### DATA PROVIDED
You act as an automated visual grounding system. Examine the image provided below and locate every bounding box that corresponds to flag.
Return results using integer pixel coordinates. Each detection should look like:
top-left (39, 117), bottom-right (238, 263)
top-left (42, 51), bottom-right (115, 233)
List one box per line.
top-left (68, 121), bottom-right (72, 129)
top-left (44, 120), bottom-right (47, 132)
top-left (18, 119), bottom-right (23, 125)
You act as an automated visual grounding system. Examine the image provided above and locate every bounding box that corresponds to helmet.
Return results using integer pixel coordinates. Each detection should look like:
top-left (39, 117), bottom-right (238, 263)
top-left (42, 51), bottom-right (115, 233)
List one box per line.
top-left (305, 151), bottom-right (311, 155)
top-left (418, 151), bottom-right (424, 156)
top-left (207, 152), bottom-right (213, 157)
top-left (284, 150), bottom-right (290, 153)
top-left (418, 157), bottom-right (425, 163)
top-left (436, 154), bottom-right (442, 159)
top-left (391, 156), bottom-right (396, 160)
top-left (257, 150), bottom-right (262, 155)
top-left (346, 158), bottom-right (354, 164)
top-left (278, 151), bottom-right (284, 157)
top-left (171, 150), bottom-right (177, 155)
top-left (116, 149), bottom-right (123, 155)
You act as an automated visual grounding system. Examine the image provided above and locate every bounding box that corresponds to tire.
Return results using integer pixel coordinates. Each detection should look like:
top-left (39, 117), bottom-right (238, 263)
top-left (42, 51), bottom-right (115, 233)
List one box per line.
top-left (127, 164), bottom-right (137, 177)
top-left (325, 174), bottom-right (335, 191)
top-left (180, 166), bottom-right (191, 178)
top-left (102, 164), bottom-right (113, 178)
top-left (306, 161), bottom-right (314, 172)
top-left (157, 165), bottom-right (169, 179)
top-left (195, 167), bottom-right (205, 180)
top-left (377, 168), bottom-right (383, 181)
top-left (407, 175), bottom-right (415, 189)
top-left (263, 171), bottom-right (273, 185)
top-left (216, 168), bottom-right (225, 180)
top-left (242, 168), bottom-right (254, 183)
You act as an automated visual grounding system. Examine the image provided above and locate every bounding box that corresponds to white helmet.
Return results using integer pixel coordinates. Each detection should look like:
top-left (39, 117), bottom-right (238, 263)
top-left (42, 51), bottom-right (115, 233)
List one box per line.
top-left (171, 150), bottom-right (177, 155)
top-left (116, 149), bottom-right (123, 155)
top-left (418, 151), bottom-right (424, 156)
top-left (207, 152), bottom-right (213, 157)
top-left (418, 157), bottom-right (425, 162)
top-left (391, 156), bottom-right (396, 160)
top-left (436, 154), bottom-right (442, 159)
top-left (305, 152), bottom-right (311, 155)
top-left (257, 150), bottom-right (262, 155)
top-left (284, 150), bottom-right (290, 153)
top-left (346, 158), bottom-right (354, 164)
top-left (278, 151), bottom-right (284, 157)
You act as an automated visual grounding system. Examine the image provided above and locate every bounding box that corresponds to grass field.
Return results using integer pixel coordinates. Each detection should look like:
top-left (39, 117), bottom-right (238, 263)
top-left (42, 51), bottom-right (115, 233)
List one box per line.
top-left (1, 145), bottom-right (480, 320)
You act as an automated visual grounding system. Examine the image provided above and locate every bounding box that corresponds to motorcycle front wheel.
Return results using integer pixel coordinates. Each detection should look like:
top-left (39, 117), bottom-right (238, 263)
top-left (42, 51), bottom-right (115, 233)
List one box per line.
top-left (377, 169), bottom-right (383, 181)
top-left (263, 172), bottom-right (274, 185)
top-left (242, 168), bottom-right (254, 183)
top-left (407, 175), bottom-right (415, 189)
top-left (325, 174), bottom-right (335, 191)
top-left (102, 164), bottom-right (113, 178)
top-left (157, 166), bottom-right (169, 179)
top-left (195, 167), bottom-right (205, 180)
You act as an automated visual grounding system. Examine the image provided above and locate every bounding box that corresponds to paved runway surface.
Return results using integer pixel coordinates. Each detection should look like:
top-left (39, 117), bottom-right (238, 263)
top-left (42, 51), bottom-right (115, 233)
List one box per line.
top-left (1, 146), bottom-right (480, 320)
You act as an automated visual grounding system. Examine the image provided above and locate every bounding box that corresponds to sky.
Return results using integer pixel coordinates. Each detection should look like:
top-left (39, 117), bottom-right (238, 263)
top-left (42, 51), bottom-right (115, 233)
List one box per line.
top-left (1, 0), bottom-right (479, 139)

### WHAT YOU HAVE TO DO
Copy all lines from the material that include "helmet".

### ANSWER
You act as an automated visual grounding system. Examine the image provided above and locate every bounding box that corresponds to helmet.
You act as an automated visual grounding system. Examine the image provided above and locate every bounding box that corresponds to white helmet.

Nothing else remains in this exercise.